# MATERIAL
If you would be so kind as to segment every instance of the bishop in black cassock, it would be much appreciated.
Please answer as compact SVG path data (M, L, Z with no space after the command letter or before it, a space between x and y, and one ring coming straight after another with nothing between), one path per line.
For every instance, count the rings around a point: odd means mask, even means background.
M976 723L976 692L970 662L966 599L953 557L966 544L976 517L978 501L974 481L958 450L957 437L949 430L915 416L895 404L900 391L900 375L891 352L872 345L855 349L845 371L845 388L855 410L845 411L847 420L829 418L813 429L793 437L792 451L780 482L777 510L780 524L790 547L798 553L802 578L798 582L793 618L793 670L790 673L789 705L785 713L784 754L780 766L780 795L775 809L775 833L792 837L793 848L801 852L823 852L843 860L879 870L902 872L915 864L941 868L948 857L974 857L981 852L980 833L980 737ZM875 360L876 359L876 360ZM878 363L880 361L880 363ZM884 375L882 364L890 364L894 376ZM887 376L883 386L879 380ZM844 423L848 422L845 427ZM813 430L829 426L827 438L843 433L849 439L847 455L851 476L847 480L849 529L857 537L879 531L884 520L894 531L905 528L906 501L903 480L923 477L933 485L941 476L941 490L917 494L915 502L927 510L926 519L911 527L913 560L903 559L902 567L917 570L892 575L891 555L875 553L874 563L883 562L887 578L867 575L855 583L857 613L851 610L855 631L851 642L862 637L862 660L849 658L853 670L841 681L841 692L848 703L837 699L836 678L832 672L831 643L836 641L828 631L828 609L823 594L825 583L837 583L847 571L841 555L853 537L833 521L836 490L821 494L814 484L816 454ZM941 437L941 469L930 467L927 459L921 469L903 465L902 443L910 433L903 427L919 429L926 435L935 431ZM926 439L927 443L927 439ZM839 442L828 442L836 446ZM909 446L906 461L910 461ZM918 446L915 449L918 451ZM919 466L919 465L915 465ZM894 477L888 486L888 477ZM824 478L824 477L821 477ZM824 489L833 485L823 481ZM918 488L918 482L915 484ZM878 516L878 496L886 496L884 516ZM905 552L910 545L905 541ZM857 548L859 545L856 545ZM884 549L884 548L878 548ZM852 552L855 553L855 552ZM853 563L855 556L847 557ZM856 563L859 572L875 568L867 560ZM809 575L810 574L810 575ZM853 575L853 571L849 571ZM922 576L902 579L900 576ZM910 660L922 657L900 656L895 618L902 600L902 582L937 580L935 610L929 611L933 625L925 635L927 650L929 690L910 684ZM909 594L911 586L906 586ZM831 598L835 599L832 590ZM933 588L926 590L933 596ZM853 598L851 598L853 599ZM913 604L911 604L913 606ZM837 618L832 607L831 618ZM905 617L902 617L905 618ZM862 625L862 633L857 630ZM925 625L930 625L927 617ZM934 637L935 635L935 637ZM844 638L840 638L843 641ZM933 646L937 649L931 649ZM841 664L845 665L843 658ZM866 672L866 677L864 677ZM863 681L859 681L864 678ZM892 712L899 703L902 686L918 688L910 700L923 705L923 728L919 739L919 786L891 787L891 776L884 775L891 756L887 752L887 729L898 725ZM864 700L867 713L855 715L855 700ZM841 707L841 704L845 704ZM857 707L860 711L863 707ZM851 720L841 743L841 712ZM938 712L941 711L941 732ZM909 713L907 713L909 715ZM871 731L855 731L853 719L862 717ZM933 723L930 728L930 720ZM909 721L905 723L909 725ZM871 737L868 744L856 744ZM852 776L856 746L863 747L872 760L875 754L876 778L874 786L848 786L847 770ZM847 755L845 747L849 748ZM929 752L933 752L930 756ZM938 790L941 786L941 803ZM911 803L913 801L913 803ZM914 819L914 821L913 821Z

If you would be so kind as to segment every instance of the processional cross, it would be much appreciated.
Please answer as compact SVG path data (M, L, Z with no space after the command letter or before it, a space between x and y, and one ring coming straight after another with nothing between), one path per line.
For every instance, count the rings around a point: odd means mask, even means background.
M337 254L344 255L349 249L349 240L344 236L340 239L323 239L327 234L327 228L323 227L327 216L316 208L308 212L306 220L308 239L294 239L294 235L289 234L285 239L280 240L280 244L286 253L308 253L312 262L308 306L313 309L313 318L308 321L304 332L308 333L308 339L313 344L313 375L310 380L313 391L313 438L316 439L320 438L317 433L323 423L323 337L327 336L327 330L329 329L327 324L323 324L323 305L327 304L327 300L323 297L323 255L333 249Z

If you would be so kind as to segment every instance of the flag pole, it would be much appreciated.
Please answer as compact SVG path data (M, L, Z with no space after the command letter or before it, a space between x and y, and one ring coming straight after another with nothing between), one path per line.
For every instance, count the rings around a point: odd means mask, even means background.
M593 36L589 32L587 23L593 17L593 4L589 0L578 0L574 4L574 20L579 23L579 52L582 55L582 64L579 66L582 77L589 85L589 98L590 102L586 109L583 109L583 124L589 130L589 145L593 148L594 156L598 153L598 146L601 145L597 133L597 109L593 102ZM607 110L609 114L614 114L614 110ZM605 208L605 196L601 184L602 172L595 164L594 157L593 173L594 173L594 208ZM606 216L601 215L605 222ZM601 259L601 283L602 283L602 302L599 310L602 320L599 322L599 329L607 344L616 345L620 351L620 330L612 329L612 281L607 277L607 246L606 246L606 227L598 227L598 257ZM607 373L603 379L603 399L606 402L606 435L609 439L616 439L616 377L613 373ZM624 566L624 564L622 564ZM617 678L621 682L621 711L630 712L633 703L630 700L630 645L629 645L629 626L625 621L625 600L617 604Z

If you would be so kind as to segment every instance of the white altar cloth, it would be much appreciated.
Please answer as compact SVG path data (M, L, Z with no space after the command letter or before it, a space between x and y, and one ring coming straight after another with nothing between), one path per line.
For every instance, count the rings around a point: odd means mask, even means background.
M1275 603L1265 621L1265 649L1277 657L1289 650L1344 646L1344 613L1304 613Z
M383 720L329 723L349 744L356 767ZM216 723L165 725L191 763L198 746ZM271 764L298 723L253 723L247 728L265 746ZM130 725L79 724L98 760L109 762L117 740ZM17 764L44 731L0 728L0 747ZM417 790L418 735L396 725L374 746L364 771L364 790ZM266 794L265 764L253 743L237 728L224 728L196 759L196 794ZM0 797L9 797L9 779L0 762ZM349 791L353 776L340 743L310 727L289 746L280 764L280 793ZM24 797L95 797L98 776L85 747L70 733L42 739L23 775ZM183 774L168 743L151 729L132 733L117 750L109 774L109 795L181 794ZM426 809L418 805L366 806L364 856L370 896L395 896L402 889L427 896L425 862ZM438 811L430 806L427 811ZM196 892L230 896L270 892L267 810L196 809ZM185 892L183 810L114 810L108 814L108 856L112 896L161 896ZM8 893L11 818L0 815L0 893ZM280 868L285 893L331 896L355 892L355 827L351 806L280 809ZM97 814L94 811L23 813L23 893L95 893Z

# TO DO
Print everything from the line containing "pole, it would be much appreciated." down to the line containing "M593 36L589 32L587", reproducing each line without any change.

# CORRECT ANSWER
If you would be so kind as to segment every instance of the flag pole, it would be much appreciated.
Please answer as compact SVG path data (M, L, Z with no space after the command letter or before it, a space between x and y, and one ring coming straight after another with nothing between), one path per line.
For every instance, count the rings around a point: odd means mask, even means background.
M593 36L589 32L587 23L593 17L593 4L589 0L578 0L574 4L574 20L579 23L579 52L582 55L582 64L579 66L582 77L589 85L589 98L590 102L586 109L583 109L583 124L589 130L589 145L593 148L594 156L598 153L598 146L601 145L597 133L597 109L593 102ZM607 110L609 114L614 114L614 110ZM605 208L605 196L601 184L602 172L595 164L594 157L593 173L594 173L594 208ZM606 216L601 215L605 222ZM601 259L601 283L602 283L602 302L599 310L602 320L599 322L599 329L607 344L616 345L620 351L620 330L612 329L612 281L607 277L607 246L606 246L606 227L598 227L598 257ZM607 373L603 379L603 399L606 402L606 435L609 439L616 439L616 377L613 373ZM624 566L624 564L622 564ZM617 678L621 682L621 711L630 712L633 703L630 700L630 645L629 645L629 626L625 621L625 600L617 604Z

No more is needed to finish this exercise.